:: GIVEN EXERCISE ::
Pictures in the data below are not part of the copy; transcribe everything else exactly.

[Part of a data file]
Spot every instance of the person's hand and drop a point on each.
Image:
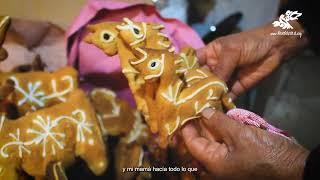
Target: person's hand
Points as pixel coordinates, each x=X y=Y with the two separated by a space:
x=254 y=54
x=231 y=150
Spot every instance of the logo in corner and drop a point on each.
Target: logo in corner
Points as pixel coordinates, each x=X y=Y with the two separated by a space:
x=284 y=19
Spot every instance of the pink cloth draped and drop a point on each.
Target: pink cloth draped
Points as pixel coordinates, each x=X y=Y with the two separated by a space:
x=106 y=71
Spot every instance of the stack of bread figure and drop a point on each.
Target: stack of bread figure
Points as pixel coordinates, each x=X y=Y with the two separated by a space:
x=170 y=89
x=45 y=122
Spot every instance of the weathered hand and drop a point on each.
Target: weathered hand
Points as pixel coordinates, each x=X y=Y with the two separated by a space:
x=231 y=150
x=254 y=54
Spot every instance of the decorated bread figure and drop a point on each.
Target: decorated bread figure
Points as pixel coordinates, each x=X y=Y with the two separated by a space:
x=161 y=81
x=170 y=101
x=4 y=25
x=115 y=116
x=142 y=34
x=136 y=146
x=105 y=37
x=57 y=134
x=36 y=90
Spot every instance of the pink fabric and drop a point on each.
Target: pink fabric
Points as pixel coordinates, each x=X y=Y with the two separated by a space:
x=90 y=60
x=250 y=118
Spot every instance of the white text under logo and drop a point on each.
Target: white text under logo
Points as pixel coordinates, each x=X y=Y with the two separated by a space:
x=284 y=19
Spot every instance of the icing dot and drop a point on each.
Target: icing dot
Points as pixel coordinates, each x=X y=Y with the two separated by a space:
x=91 y=142
x=153 y=64
x=136 y=31
x=213 y=28
x=101 y=164
x=106 y=36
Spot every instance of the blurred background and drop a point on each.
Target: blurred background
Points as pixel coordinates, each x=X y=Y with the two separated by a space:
x=289 y=98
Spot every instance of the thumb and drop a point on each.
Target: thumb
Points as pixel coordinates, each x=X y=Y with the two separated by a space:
x=221 y=126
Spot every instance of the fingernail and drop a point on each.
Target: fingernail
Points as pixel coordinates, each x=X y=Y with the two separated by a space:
x=207 y=113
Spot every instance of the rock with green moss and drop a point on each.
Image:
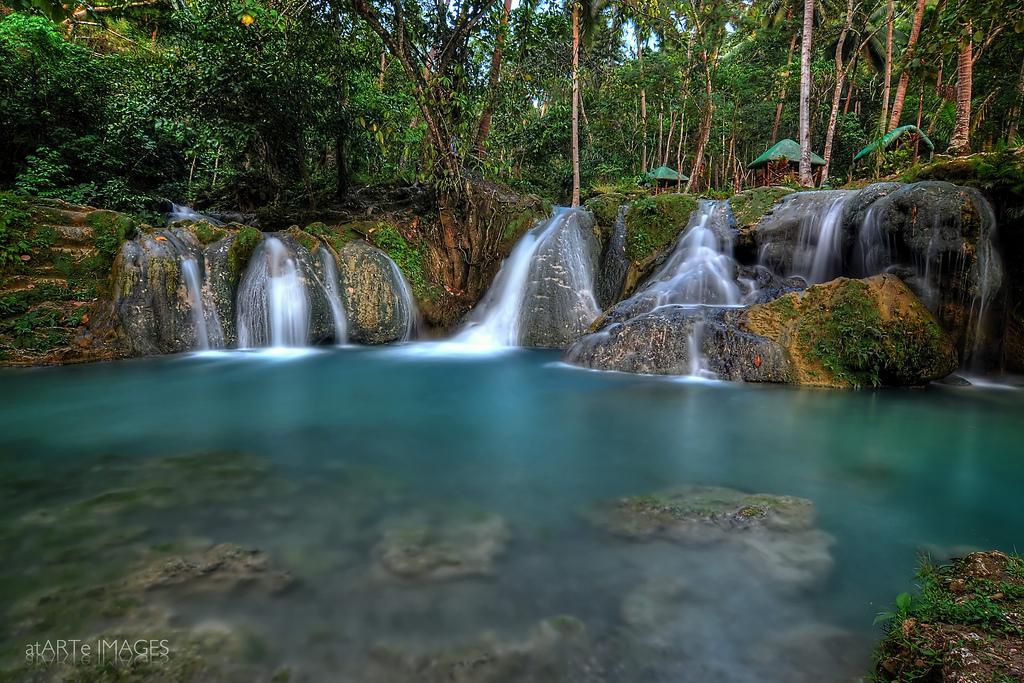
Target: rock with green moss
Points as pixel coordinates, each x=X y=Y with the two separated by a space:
x=436 y=546
x=651 y=225
x=846 y=333
x=856 y=333
x=965 y=624
x=377 y=301
x=941 y=241
x=663 y=341
x=241 y=249
x=748 y=209
x=151 y=297
x=556 y=649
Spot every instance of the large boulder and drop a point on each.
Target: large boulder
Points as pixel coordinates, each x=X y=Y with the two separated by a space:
x=783 y=232
x=151 y=295
x=683 y=340
x=940 y=240
x=855 y=333
x=840 y=334
x=377 y=301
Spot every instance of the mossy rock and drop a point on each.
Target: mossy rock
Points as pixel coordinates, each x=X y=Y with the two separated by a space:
x=605 y=209
x=303 y=238
x=750 y=205
x=409 y=256
x=852 y=333
x=965 y=624
x=207 y=232
x=243 y=245
x=652 y=223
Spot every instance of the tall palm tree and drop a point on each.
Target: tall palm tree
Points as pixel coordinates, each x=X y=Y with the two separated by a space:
x=576 y=101
x=805 y=95
x=904 y=78
x=960 y=143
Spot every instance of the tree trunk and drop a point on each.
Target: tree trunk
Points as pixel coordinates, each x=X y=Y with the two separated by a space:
x=838 y=92
x=805 y=95
x=781 y=94
x=960 y=143
x=704 y=133
x=1015 y=113
x=643 y=108
x=496 y=69
x=576 y=102
x=341 y=162
x=904 y=77
x=888 y=76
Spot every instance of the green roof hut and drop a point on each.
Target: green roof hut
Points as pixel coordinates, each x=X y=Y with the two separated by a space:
x=780 y=162
x=664 y=177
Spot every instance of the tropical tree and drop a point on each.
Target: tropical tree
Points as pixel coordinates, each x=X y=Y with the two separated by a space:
x=805 y=95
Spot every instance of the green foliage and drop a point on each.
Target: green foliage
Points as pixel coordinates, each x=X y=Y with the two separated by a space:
x=845 y=332
x=651 y=223
x=14 y=237
x=953 y=596
x=749 y=206
x=110 y=229
x=409 y=257
x=243 y=246
x=206 y=232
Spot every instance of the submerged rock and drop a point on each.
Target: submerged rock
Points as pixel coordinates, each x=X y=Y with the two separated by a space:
x=223 y=568
x=701 y=514
x=436 y=547
x=555 y=650
x=854 y=333
x=376 y=299
x=776 y=534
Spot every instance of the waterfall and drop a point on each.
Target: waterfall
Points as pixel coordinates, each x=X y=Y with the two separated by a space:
x=700 y=268
x=179 y=212
x=272 y=306
x=698 y=364
x=872 y=251
x=406 y=301
x=818 y=257
x=205 y=337
x=334 y=296
x=550 y=259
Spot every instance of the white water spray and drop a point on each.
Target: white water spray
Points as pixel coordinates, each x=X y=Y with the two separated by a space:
x=272 y=304
x=818 y=257
x=333 y=293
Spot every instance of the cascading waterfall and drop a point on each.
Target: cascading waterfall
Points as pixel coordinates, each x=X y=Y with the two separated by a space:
x=272 y=305
x=698 y=364
x=700 y=268
x=179 y=212
x=498 y=319
x=334 y=296
x=872 y=251
x=206 y=338
x=818 y=257
x=407 y=301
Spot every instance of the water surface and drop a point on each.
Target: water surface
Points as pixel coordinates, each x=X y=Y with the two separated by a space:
x=110 y=466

:: EXPECTED ANSWER ::
Spot every instance of the person's hand and drop a point on each.
Image:
Target: person's hand
Points as pixel coordinates, each x=X y=Y with the two separated by a space:
x=254 y=54
x=231 y=150
Spot every instance of the logo in corner and drop a point on each.
Target: logo in corner
Points as pixel coordinates, each x=X y=Y with the two separated by a space:
x=284 y=19
Spot every instance of the pink cloth draped and drop a point on each.
Target: pink cloth draped
Points as pixel coordinates, each x=X y=Y with the two separated by a space:
x=106 y=71
Spot every instance of the stack of bread figure and drop a point on each.
Target: stack of bread figure
Points as pixel coordinates, each x=X y=Y with the two separated by a space:
x=170 y=89
x=45 y=122
Spot every instance of the weathered hand and drop a point on each.
Target: weathered hand
Points as pixel coordinates, each x=X y=Y with the two separated by a space:
x=231 y=150
x=254 y=54
Spot every instance of the decorated bread figure and drop a point on each.
Target: decorated bread figure
Points as pixel coordinates, each x=X y=Y with the two separated by a space:
x=161 y=81
x=170 y=101
x=4 y=25
x=115 y=116
x=142 y=34
x=136 y=146
x=105 y=37
x=57 y=134
x=36 y=90
Spot every instance of the pink fabric and drop a point on each.
Target: pink fabric
Points as pixel coordinates, each x=X y=Y with the two separated by a space:
x=90 y=60
x=250 y=118
Spot every instance of the white text under logo and drop a point on each.
Target: white text under logo
Points as pixel coordinates, each x=X y=Y with the two separated by a space:
x=284 y=19
Spot every instance of the icing dot and drop a point on each.
Target: icing dot
Points as pixel coordinates, each x=X y=Y with the two separated by a space:
x=91 y=142
x=153 y=64
x=136 y=31
x=213 y=28
x=101 y=164
x=106 y=36
Spot every instance of the blurred background and drop a point on each.
Target: blurred background
Points as pixel coordinates, each x=X y=Y with the two separated by a space:
x=289 y=98
Spot every instance of the thumb and drop a point on each.
Target: thumb
Points as pixel coordinates, each x=X y=Y with the two separated by a space:
x=221 y=126
Spot every instance of the fingernail and drop a point on each.
Target: fingernail
Points as pixel coordinates, each x=X y=Y with the two separated by a space:
x=207 y=113
Spot every instance of the rock with green moss and drop a point on each.
Image:
Target: rock with green moss
Points as pixel coordinates, each x=X y=Y with the two separated by a space:
x=436 y=546
x=651 y=225
x=846 y=333
x=856 y=333
x=965 y=624
x=377 y=301
x=941 y=241
x=663 y=341
x=241 y=249
x=748 y=209
x=151 y=297
x=556 y=649
Spot every instance of the large boulder and drop a point on each.
Target: large boulder
Points as pixel coordinates, each x=X y=Y with the two separated by a space:
x=783 y=232
x=151 y=295
x=683 y=340
x=940 y=240
x=855 y=333
x=840 y=334
x=377 y=301
Spot every instance of the mossy rock and drop a point on each.
Target: mossy rock
Points as pixel coordinates, each x=X y=Y with the two separated by a space:
x=605 y=209
x=303 y=238
x=750 y=205
x=409 y=256
x=852 y=333
x=965 y=624
x=207 y=232
x=243 y=245
x=652 y=223
Spot every instance of the tall palm tree and drop a point on each.
Target: tall palm tree
Points as pixel coordinates, each x=X y=Y with the two separated by a space:
x=576 y=101
x=805 y=95
x=904 y=78
x=960 y=143
Spot every instance of the tree trunk and drop a point on each.
Target: tree trunk
Points as pixel coordinates, each x=X y=Y with the two separated by a space:
x=838 y=92
x=805 y=95
x=781 y=94
x=960 y=143
x=704 y=133
x=1015 y=113
x=643 y=108
x=496 y=69
x=576 y=102
x=341 y=162
x=904 y=77
x=888 y=76
Spot every instance of the green roof hut and drop a point on each.
Target: green roof hut
Points as pixel coordinates, each x=X y=Y with the two separated by a space:
x=780 y=162
x=664 y=177
Spot every instance of the tropical tree and drop a point on each.
Target: tropical tree
Points as pixel coordinates, each x=X y=Y with the two separated by a space:
x=805 y=95
Spot every instance of the green foliage and drop a point on each.
Target: green foliage
Points as pixel coordinates, each x=X y=Y with the two separated by a space:
x=845 y=332
x=651 y=223
x=14 y=237
x=953 y=596
x=749 y=206
x=110 y=229
x=409 y=257
x=243 y=246
x=206 y=232
Spot every instance of the submerged rock and drop a point on each.
Target: submerged rock
Points as pixel coordinates, each x=X y=Y with the two separated by a space:
x=223 y=568
x=701 y=514
x=436 y=547
x=555 y=650
x=854 y=333
x=376 y=299
x=776 y=534
Spot every instance of the waterfall and drop a point on each.
Target: waterfall
Points as pixel coordinates, each x=X y=Y with the two separated by a space:
x=700 y=268
x=179 y=212
x=272 y=306
x=698 y=364
x=872 y=251
x=406 y=301
x=818 y=257
x=205 y=337
x=334 y=296
x=550 y=259
Spot every instance of the white water spray and drop a point on each.
Target: white water spray
Points as pixel coordinates, each x=X y=Y with the two separated by a space:
x=272 y=304
x=818 y=257
x=333 y=293
Spot every instance of the cascading waterfall and drop a point on each.
Target: cascading waterfall
Points as pixel coordinates, each x=X y=Y with the two separated by a space:
x=272 y=305
x=698 y=364
x=700 y=268
x=179 y=212
x=498 y=319
x=334 y=296
x=872 y=251
x=206 y=338
x=818 y=257
x=407 y=301
Spot every instance of the water surface and drop a point on each.
Target: water surface
Points as pixel coordinates, each x=X y=Y with the two separated by a space:
x=110 y=466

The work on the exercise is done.